### Texto
____________________

No me dan risa las maniobras militares rusas. Como tampoco me parecen jocosos los movimientos de la Armada estadounidense en las aguas del Caribe. Cuando el presidente Chávez hace algún chiste con misiles, cuando pretende convocar risotadas a cuenta de hundir submarinos y atacar portaaviones, yo sólo siento un vacío, sólo tengo ganas de salir corriendo a abrazar a mis hijas. ¿Cómo a alguien le puede parecer divertida una guerra? En ese testimonio narrativo colosal llamado Vida y destino, Vasili Grossman ofrece uno de los retratos más brutales que se han escrito sobre la guerra: esa noria avasallante, voraz, desbordada, sin otra lógica que la destrucción. En las múltiples historias que van tejiendo la novela, respira siempre una misma reiteración: la gente no necesita la guerra.
No la busca. No la desea. Los Estados, sí. Ahí se organizan las masas, las batallas. Desde ahí se distribuye esa locura que convierte en víctimas incluso a sus propios militantes. Se trata –según afirma Grossman– de un “éxtasis ante su propia superioridad. El Estado genial, sin defectos, que menosprecia a todos los que no se le parecen”.
¿Hace cuánto ya que nos acostumbramos a vivir así? La amenaza bélica, entre nosotros, es tan común como los reinados de belleza. La guerra se apropió primero del lenguaje y, desde entonces, habita entre nosotros. Salta en nuestras lenguas, da vueltas en nuestros oídos, ocupa todos los lugares. Suena. El lenguaje también es una estadística. Desde hace tiempo, matar y morir son verbos mucho más frecuentes entre nosotros. La épica que no existe en la historia ya está instalada en las palabras. Poco a poco, el nuevo Estado nos ha impuesto su lenguaje militar.
Todo parece formar parte de un dispositivo perverso que lentamente ha involucrado a la sociedad. No hay manera de escapar. Vivimos entre minas.

____________________

### Registros

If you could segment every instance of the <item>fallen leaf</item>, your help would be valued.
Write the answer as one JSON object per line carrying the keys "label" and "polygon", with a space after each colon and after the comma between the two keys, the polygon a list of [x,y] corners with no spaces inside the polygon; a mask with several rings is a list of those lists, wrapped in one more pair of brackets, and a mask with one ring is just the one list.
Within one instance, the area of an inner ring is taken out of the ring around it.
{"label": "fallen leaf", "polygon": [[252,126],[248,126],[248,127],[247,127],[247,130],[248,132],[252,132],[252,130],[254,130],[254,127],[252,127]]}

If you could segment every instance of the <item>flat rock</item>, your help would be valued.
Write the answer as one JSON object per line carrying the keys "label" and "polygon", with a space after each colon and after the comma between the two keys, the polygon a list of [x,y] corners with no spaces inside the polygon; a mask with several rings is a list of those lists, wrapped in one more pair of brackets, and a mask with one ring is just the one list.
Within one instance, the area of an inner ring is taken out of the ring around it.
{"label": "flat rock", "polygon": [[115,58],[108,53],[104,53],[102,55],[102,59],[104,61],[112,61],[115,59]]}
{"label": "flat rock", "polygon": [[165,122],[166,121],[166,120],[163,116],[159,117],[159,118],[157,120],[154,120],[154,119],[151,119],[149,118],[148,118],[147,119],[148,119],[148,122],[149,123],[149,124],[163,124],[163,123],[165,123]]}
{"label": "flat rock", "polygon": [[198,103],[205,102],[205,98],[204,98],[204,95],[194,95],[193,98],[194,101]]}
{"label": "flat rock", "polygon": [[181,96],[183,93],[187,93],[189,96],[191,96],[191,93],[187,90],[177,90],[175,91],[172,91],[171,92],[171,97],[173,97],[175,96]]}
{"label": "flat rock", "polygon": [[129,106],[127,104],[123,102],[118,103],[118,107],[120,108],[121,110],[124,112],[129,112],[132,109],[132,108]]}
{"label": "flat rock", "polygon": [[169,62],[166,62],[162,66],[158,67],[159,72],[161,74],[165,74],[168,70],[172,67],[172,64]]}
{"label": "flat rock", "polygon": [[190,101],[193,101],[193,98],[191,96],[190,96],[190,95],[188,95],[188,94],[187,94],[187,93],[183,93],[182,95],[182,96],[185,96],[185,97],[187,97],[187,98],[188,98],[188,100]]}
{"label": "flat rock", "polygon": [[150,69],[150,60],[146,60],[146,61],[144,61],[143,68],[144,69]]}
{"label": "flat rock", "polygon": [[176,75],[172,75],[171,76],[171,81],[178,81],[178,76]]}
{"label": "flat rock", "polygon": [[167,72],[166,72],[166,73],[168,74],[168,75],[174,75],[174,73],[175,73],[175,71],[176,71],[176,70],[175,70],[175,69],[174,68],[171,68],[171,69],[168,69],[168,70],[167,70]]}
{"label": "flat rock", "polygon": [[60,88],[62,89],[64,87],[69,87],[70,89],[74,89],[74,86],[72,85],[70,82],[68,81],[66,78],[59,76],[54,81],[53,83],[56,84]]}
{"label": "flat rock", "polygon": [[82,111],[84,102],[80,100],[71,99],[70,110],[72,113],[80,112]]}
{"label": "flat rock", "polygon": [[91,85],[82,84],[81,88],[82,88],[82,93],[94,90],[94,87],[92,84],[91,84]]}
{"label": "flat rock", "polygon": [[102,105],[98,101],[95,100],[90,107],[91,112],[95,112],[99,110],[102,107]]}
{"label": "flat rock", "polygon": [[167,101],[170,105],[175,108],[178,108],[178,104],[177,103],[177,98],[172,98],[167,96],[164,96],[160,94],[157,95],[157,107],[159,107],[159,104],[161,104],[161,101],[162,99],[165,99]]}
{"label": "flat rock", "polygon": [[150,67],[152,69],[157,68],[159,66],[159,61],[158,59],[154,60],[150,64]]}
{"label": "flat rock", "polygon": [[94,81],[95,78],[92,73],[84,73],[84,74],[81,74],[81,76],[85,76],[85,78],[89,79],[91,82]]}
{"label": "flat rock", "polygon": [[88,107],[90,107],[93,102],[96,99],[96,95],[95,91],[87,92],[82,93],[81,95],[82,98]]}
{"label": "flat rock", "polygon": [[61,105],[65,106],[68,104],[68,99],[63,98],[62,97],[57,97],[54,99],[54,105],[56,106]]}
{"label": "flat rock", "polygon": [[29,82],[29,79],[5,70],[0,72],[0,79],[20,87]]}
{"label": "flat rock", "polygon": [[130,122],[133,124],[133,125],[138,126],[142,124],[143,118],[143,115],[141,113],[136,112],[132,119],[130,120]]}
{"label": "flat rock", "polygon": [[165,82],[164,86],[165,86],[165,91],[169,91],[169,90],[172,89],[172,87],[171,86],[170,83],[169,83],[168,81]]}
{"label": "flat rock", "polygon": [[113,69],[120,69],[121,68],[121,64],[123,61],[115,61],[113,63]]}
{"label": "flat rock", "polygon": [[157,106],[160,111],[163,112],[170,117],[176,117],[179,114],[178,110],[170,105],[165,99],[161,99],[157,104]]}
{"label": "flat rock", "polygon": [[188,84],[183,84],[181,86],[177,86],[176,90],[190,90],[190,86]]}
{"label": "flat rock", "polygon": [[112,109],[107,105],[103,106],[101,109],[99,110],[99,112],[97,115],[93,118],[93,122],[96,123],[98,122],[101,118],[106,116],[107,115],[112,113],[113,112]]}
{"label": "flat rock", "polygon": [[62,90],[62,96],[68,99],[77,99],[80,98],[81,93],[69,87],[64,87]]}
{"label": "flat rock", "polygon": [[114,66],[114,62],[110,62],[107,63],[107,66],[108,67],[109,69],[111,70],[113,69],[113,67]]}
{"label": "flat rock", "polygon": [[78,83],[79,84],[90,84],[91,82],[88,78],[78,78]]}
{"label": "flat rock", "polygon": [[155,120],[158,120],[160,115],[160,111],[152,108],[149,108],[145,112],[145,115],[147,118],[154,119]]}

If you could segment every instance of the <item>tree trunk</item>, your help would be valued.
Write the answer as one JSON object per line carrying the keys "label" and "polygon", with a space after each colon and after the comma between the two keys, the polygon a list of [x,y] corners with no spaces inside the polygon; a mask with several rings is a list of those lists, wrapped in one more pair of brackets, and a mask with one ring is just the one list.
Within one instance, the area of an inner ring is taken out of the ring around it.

____________________

### Instrucciones
**1)** Indica si cada afirmación concuerda con el texto sobre la guerra: (a) según la novela de Grossman, se reitera que la gente necesita la guerra; (b) la amenaza bélica se equipara en frecuencia con los reinados de belleza; (c) el nuevo Estado ha impuesto un lenguaje militar. Responde sí o no y cita las palabras decisivas del texto.
**2)** Prosigue el texto sobre la guerra y el lenguaje desde su última oración.

### Respuestas en orden
**1)**
(a) No: "la gente no necesita la guerra".
(b) Sí: "La amenaza bélica, entre nosotros, es tan común como los reinados de belleza."
(c) Sí: "Poco a poco, el nuevo Estado nos ha impuesto su lenguaje militar."

**2)**
Todo el tiempo alerta. Nada es confiable. Nada es totalmente realidad o fantasía. ¿Trataron o no trataron de matar a Chávez alguna vez? ¿Lo están intentando todavía? ¿Qué pasó con nuestra relación con las FARC? ¿Los gringos, en realidad, están planeando una invasión? ¿Qué ocurrió en verdad el 11 de abril de 2002? ¿Cuántos cubanos hay en Venezuela? ¿La milicia es un ejército particular o una pandilla de inútiles mofletudos? ¿Cuántas armas hay ahora en el país? ¿Quién mató a Danilo Anderson?… No creas en nada. No confíes en nadie. Nada es verdad. Ni siquiera los muertos.
Tanta incertidumbre, sin duda, tiene mucho de clima bélico. Así estamos. Aun en esta nueva bonanza petrolera, en este revival bolivariano de la Venezuela saudita del primer Carlos Andrés Pérez.
No importa. Aun en medio de esta fiesta, los mensajes sociales que se proponen legitiman cada vez más la violencia. La derecha radical busca, a tientas, una gesta infame, cree todavía que con un solo golpe se cosen los agujeros de la historia.
El presidente Chávez, por su lado, insiste en la promoción de un sentido militar que se imponga sobre la vida civil, incluso política. “Pulverícenlo”, le ordenó a su hermano, en un acto esta semana, aludiendo a un candidato de la oposición en el estado Barinas.
Quien pondere toda esta situación y se asome a las cifras del gasto armamentista del Gobierno en los últimos años, tal vez concluya que, paradójicamente, a medida que avanza el siglo XXI, cada vez estamos más lejos del socialismo del siglo XXI. Es probable, además, que cada vez también estemos más lejos de los programas sociales, de la utopía de mejorar nuestra calidad de vida.
El Estado militar ocupa el horizonte.
Yo todavía recuerdo la imagen del Presidente de mi país con un fusil al hombro, bromeando, celebrando la compra de 100.000 fusiles rusos. Era un domingo, estaba feliz en su programa semanal. “Gringo que se meta por una quebradita –dijo Chávez, sin soltar el arma, parodiando a un francotirador–: ¡Pun!”, agregó sonriendo, acompañando con el gesto y la expresión el sonido de un balazo invisible dirigido hacia cualquier parte del paisaje. Tampoco entonces me pareció gracioso ese ¡pun! Tampoco ahora, cuando el Estado pretende participar de manera militar en los conflictos internacionales. La experiencia bélica cada vez es más acción, cada vez está más cerca. Ese ¡pun! no va al paisaje. Está dirigido a nosotros, a todos los venezolanos ¿A quién carajo le parece divertida una guerra?